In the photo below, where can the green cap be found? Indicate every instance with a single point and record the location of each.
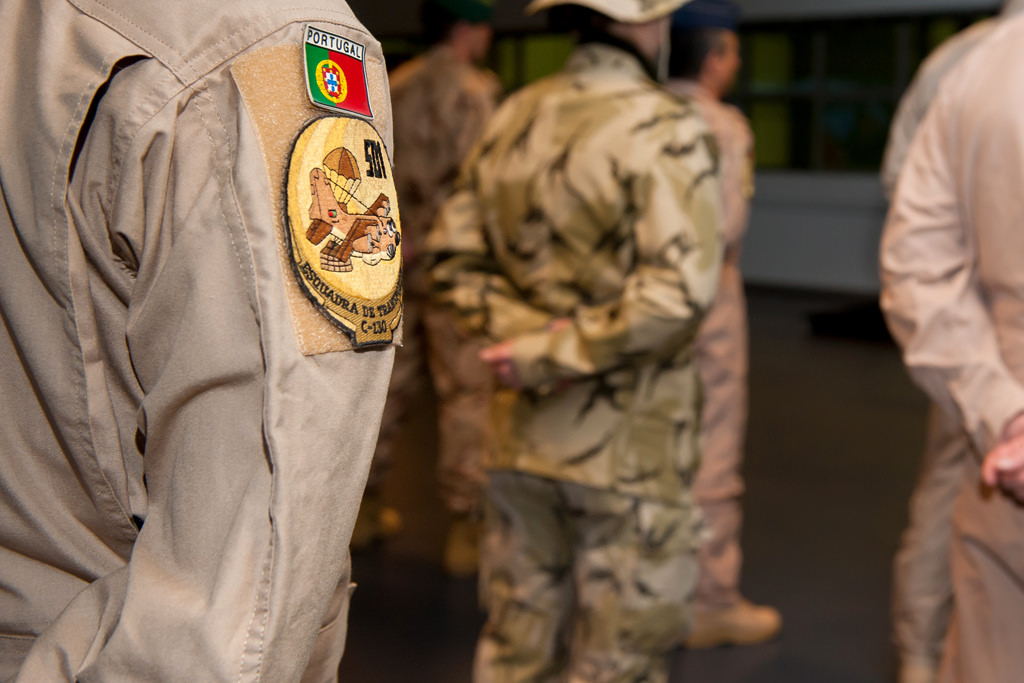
(475, 11)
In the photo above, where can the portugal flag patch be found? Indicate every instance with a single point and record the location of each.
(335, 75)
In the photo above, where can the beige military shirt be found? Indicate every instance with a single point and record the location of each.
(914, 102)
(952, 282)
(735, 145)
(592, 196)
(185, 436)
(440, 107)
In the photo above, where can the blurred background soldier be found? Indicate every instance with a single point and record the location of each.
(702, 67)
(441, 101)
(953, 296)
(584, 243)
(923, 591)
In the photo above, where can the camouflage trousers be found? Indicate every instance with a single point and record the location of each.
(463, 384)
(580, 584)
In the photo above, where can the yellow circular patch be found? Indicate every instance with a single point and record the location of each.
(332, 82)
(344, 227)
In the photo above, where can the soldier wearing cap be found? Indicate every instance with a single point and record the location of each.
(583, 243)
(702, 67)
(440, 101)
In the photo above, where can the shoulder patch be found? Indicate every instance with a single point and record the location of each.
(344, 227)
(336, 77)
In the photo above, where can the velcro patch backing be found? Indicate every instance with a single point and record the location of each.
(272, 86)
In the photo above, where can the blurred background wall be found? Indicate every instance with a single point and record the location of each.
(820, 82)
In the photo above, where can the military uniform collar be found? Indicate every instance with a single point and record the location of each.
(607, 55)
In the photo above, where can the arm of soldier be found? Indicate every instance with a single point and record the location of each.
(930, 295)
(255, 453)
(679, 251)
(475, 107)
(1004, 466)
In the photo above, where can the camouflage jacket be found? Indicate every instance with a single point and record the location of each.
(440, 105)
(592, 197)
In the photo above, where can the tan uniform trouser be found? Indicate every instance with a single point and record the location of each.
(923, 593)
(984, 644)
(463, 384)
(722, 363)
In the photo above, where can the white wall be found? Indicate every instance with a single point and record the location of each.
(815, 230)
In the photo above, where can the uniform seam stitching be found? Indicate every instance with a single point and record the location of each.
(246, 272)
(60, 258)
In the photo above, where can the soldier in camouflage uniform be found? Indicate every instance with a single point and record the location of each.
(704, 66)
(584, 245)
(440, 101)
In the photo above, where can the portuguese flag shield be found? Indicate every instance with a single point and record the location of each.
(335, 75)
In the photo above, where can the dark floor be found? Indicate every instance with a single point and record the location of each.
(835, 434)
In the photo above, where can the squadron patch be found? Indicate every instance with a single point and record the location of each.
(336, 78)
(344, 227)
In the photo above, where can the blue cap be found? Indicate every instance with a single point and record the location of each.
(707, 14)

################

Rewrite the rows starting at the line that has "In the photo above, where can the beige" and ending with the line that has "(1004, 466)", changing "blurred" to "out-of-focus" and leaving everything else as it is.

In the photo above, where can the beige military shirt be found? Indicate every instance with a single point and record the location of each.
(914, 102)
(952, 282)
(735, 145)
(592, 196)
(185, 436)
(440, 107)
In the photo above, where can the out-of-focus background soldier be found? Indicate every instance with a single point and record the location of each.
(702, 67)
(441, 101)
(953, 296)
(584, 243)
(923, 591)
In the photo above, where can the camouflage trousers be found? Indicate every instance with a single point and record the location of each.
(463, 384)
(580, 584)
In the photo above, where can the yellow circular patch be found? Indicate every instance with a single point and record the location of each.
(332, 82)
(344, 227)
In the photo above, where can the soldier wearing cap be found? Indicate every instance with a single point and record the location of each.
(583, 243)
(702, 67)
(440, 101)
In the photo above, where can the shoulder patch be found? Indicate every instance with a single point and record the location of each.
(344, 227)
(336, 77)
In the photo above, where can the velcro patch backing be found? Indicate every instance with a single point and record the location of each.
(272, 86)
In the photo above, where can the out-of-focus background wall be found? Indicate every instance with a single point and record the location of each.
(820, 82)
In the photo above, where can the military uniform collar be found? Indicate every instance with a single point and record the location of each.
(607, 55)
In the photo above, where can the arm of soldier be found? Indicate every instance with a single point and record the location of each.
(930, 295)
(255, 453)
(679, 251)
(475, 107)
(1004, 466)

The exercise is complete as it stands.